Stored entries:
================

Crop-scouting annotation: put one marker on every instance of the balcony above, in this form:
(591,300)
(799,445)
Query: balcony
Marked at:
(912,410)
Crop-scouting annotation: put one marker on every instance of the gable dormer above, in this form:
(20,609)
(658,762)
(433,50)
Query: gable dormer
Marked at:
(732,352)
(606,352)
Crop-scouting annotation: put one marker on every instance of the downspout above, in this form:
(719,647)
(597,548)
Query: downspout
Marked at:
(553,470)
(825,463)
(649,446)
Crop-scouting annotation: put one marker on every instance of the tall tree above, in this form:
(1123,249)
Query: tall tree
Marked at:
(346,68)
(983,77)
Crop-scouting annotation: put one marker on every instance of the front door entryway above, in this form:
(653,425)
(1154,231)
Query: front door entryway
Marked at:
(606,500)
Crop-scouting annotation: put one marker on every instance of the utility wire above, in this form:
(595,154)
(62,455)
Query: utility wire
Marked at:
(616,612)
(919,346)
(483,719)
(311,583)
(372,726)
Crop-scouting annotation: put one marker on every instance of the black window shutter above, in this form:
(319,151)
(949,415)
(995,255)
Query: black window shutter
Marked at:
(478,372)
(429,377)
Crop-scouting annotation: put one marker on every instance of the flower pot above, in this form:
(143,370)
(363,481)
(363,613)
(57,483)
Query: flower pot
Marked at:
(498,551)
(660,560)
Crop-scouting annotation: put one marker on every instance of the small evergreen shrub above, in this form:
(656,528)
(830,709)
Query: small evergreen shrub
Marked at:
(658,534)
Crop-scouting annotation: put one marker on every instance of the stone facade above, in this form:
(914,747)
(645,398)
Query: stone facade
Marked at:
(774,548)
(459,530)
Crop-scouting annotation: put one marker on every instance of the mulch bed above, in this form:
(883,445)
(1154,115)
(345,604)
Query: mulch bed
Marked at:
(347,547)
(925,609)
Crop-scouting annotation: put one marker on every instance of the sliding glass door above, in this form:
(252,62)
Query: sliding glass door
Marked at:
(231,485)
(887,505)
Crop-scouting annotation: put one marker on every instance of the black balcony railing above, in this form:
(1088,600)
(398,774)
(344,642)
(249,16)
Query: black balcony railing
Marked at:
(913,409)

================

# TASK GOAL
From the line with "of the downspout" to the last line of the material, give every line again exactly, and only those lines.

# TASK RESPONSE
Crop-scouting annotation: put one marker on every instance of the downspout above, in this form:
(719,647)
(597,548)
Query: downspout
Marked at:
(553,470)
(825,463)
(649,446)
Crop-scouting annotation: put one marker on every instance of the tall tree above, in this form:
(1123,249)
Query: tall tree
Marked at:
(346,68)
(983,77)
Crop-scouting annotation: put one marker on every instance of the front door entryway above, in this form:
(653,425)
(1154,231)
Query: front door entryway
Marked at:
(606,500)
Crop-scouting annotation: put one marker on every instance of the utility wire above, in this form:
(595,154)
(62,455)
Query: utility wire
Marked at:
(616,612)
(919,346)
(483,719)
(311,583)
(372,726)
Crop-scouting annotation: put one marker on every instance of the black window shutter above, in this form:
(319,151)
(949,415)
(995,255)
Query: black window shutter
Marked at:
(478,372)
(429,377)
Crop-scouting annotation: put one marker on every instance of the flower pot above, in this form:
(143,370)
(363,481)
(363,613)
(57,483)
Query: flower pot
Marked at:
(498,551)
(660,560)
Crop-scouting annotation: put one marker on every instance of the small evergreen shrub above, in this form:
(656,528)
(830,709)
Query: small evergreen shrub
Marked at:
(658,534)
Crop-scouting annotation: put one marker on every instance of the stone facade above, in this form:
(914,747)
(645,398)
Query: stone facade
Marked at:
(774,548)
(459,530)
Crop-scouting annotation: put one marker on every instance of the mulch bed above, in this form:
(883,445)
(1154,115)
(345,604)
Query: mulch bed
Marked at:
(347,547)
(925,609)
Crop-scouting annotation: put one marker on every instance of the sliding glass door above, in this form:
(252,62)
Query: sliding glass door
Marked at:
(231,485)
(887,505)
Crop-scouting annotation: put one marker on every instance of the black balcony railing above, in this form:
(1088,600)
(398,774)
(344,642)
(249,16)
Query: black balcony railing
Marked at:
(913,409)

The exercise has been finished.